(Text segment)
Review of the Imperial Forums

About this document the Imperial Forums

This is an Internet resource that I would recommend for anyone interested in the history and archaeology of the Imperial fora in Rome. Its purpose is to utilize internet technology to disseminate information about the excavation of the forum area, put in context with historical background about Imperial Rome. The project is part of Rome's Jubilee Year 2000 Program, which also calls for the creation of an archaeological park that will extend from the Colosseum to the Capitoline and Quirinal Hills. is a well-organized web site, with readable text and attractive illustrations. The layout was created by Fabbi Studio, an Italian firm specializing in interactive web design and multimedia communication. There is substantial technological support for the project as well, provided through collaboration with Microsoft Italia and Canon Italia.

On the first page of the web site, the visitor is given the option of whether to proceed in English or Italian, immediately showing the international nature of the intended audience. Both versions contain clear, well-written prose, and there is a clear effort throughout the site to appeal to a diverse audience by providing information for tourists and academics alike. Choosing and clicking on either of the languages leads to a page where the mayor of Rome, Francesco Rutelli, welcomes the visitor. This statement describes the purpose and extent of the web site and how it fits into the overall project on the Imperial fora.

(Directions)
1: Answer these questions about the review of the Imperial Forums web site, one line each:
(a) Which firm created the site's layout?
(b) Which two companies provided technological support?
(c) Who welcomes the visitor after a language is chosen?
2: Does each statement agree with the review of the Imperial Forums web site? Answer yes or no, quoting the words of the review that decide it.
(a) The site lets the visitor choose between English and Italian.
(b) The planned archaeological park will extend from the Colosseum to the Palatine Hill.
(c) The site is meant only for academics.
3: Carry on the review of the Imperial Forums web site from where it stops.
The lines that follow have nothing to do with these tasks.

(Excerpted data)

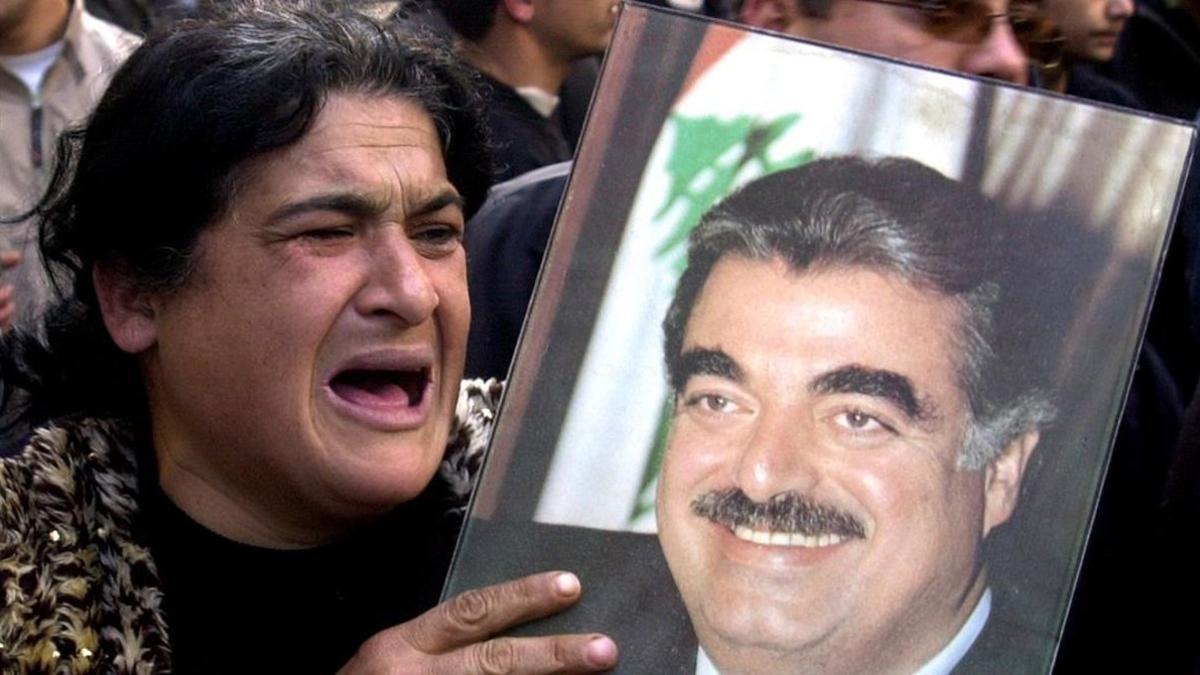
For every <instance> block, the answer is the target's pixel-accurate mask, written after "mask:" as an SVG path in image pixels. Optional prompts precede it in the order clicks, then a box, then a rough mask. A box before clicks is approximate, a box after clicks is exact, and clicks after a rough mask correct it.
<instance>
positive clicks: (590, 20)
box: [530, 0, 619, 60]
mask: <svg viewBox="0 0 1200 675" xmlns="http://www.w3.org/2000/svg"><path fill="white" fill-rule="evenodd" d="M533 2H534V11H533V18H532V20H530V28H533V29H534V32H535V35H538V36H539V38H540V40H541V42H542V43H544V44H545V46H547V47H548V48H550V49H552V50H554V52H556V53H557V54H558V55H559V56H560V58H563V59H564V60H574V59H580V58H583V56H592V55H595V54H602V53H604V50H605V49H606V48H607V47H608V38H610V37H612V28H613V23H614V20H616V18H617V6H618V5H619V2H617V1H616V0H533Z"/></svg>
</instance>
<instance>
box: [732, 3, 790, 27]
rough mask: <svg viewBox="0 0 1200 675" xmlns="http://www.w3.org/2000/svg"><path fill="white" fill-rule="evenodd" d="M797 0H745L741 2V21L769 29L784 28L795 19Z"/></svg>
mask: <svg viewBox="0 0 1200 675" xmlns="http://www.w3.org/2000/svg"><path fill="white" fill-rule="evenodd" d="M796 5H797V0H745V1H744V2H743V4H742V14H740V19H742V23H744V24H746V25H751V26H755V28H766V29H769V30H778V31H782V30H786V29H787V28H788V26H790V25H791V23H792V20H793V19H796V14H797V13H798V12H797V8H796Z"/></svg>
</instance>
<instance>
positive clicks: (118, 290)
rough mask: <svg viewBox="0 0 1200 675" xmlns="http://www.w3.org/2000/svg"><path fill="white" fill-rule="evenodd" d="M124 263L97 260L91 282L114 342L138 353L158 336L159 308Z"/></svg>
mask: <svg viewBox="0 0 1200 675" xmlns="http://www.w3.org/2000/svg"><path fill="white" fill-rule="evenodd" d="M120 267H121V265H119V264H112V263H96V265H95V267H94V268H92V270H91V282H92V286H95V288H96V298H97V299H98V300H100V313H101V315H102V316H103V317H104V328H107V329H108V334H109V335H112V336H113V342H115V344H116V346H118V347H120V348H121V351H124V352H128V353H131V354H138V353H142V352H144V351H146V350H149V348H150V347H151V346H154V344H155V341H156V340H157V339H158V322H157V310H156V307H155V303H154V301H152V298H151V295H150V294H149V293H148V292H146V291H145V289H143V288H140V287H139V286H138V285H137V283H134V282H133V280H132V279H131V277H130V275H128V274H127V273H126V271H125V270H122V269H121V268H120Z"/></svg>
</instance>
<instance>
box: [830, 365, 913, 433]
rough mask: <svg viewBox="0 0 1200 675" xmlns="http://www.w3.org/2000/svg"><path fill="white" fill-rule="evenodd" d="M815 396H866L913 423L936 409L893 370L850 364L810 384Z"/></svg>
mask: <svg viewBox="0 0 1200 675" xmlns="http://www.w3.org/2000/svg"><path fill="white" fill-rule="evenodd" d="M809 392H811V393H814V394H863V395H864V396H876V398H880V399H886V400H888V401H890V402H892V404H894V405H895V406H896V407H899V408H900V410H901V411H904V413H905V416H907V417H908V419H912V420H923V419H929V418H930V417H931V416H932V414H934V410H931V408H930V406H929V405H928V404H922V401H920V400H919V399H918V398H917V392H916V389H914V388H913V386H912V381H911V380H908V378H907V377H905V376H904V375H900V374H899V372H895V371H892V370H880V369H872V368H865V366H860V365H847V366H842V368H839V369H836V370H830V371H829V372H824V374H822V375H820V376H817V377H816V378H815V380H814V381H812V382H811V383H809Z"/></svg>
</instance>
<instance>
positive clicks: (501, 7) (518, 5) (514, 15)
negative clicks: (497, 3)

(Answers provided)
1:
(a) Fabbi Studio
(b) Microsoft Italia and Canon Italia
(c) Francesco Rutelli, the mayor of Rome

2:
(a) Yes: "the visitor is given the option of whether to proceed in English or Italian"
(b) No: "from the Colosseum to the Capitoline and Quirinal Hills"
(c) No: "providing information for tourists and academics alike"

3:
Progress through is controlled by a menu that is displayed on the right side of the screen. On the left is a double arrow that looks like it should mean "back" and return the viewer to the previous page, but this is actually a "home" icon that links to the first page. The site's informational "chapters" include the following: Age of the Emperors, Recovering the Forums, Virtual Tour, and Ludi. Each contains a series of sub-divisions, which can be reached either through links that appear on the menu bar or through those located within the text itself. The first chapter, Age of the Emperors, provides useful historical background in five different categories: "From village to metropolis: a brief history of Rome," "Rome Caput Mundi: chronological table of historical events and map of the Empire," "Panem and Circenses: entertainment, fundamental element for politics," "Rome and the development of the Christian Catholic religion," and "Index of the Emperors."

To learn about the areas covered by the Capitolium web site, visitors should look to the second chapter, Recovering the Forums. This includes the following sub-divisions: "Presentation of the operation," "Imperial Forum area," "Methodology of the archaeological excavation," "News from the Forum workshop," and "The staff engaged in recovery." The first category, "Presentation," leads back to the introductory statement by Mayor Rutelli; this link could easily be omitted, since all visitors would have already seen the welcome page. The second, more useful option, "Imperial Forums area," defines the work areas within the Forum project: the Forum of Augustus, the Forum of Caesar, the Forum of Nerva, the Temple of Peace (Forum of Vespasian), the Forum of Trajan, and Trajan's Market.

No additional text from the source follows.